Exercise objective — Each line of the data should be transcribed exactly as given.

• • • •

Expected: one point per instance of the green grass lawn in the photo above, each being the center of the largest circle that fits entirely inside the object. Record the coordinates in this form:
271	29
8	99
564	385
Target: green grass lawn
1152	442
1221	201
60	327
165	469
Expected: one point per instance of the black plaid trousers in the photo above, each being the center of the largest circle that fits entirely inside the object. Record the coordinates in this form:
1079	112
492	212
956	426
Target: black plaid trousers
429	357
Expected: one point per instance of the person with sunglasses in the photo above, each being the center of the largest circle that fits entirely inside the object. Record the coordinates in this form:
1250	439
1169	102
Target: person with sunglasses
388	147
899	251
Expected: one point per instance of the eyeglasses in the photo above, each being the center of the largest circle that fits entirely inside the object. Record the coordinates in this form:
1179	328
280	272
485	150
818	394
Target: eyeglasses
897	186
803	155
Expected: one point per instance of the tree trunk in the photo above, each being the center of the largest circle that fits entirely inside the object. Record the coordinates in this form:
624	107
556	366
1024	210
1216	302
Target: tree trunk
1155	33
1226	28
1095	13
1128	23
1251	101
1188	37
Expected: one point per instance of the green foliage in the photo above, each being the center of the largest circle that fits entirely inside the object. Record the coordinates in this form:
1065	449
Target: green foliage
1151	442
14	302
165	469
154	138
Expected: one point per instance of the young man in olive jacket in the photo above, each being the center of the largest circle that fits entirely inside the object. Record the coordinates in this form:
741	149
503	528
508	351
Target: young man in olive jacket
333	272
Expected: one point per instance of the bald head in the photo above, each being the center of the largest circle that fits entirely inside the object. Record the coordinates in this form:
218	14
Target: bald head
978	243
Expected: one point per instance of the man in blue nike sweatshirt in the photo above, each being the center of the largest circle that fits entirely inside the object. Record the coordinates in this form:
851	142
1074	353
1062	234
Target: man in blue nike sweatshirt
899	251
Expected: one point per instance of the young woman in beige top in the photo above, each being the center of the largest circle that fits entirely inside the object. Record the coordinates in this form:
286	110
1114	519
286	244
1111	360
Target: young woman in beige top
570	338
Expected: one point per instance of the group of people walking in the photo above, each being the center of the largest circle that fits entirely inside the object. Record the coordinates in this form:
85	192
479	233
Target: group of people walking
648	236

• • • •

Completed task —
Expected: one point per instance of the green grass lawn in the photo above, each being the center of the largest circle that fits entirely inside the object. Record the coordinates in this form:
271	29
8	99
564	385
Target: green grass lawn
1152	442
1221	201
60	327
165	469
Expected: one point per instance of the black plaid trousers in the photo above, each being the center of the largest circle that fits entirely inside the object. Record the coordinates in this form:
1079	112
492	212
956	426
Target: black plaid trousers
429	357
Expected: one point per instance of the person with sunglasses in the photo above, each being the center of the largest circle that fits entirely inside the object. Record the coordinates in this form:
1250	439
1169	102
Target: person with sunglasses
388	147
899	251
Expected: one point per instance of the eyeglasses in the photo above, each being the center of the largest circle that fits entirely inside the object. Record the coordinates in this form:
1179	328
280	272
485	150
818	394
Target: eyeglasses
897	186
803	155
Expected: one point per instance of the tree trunk in the photo above, each being the center of the largest circle that fits entirely inside the object. Record the coordinates in this form:
624	107
556	366
1024	210
1216	302
Target: tree trunk
1155	33
1226	28
1095	13
1128	23
1251	101
1188	37
Expected: one point per instance of the green foliage in the photo above, each being the center of the largest circle that fits entirely inside the object. Record the coordinates in this form:
1065	449
Target: green foliage
1151	442
14	302
165	469
154	138
Expected: one point per instance of the young man in olive jacket in the photo above, each being the center of the largest circle that fits entirely inside the object. Record the coordinates in this form:
741	149
503	528
508	351
Target: young man in olive jacket
333	272
Expected: one point per instance of the bald head in the photo above, each being the center of the largest circle that fits entirely inside the object. Record the coordinates in this form:
218	14
Target: bald head
978	243
Expected: one point per instance of the man in blue nike sweatshirt in the photo above, each being the center of the largest circle that fits entirely inside the object. Record the coordinates in this form:
851	142
1074	353
1062	234
Target: man in blue nike sweatshirt
899	251
Expected: one point per instance of the young woman in beige top in the photo above, each being the center of the largest circle that fits entirely inside the object. Record the coordinates in this form:
286	110
1114	519
286	244
1111	360
Target: young woman in beige top
570	338
Expected: one point per instance of the group of people walking in the photo above, each being the center of the largest circle that fits entirely inside the object. Record the coordinates in this form:
85	192
479	233
Target: group of people walking
648	236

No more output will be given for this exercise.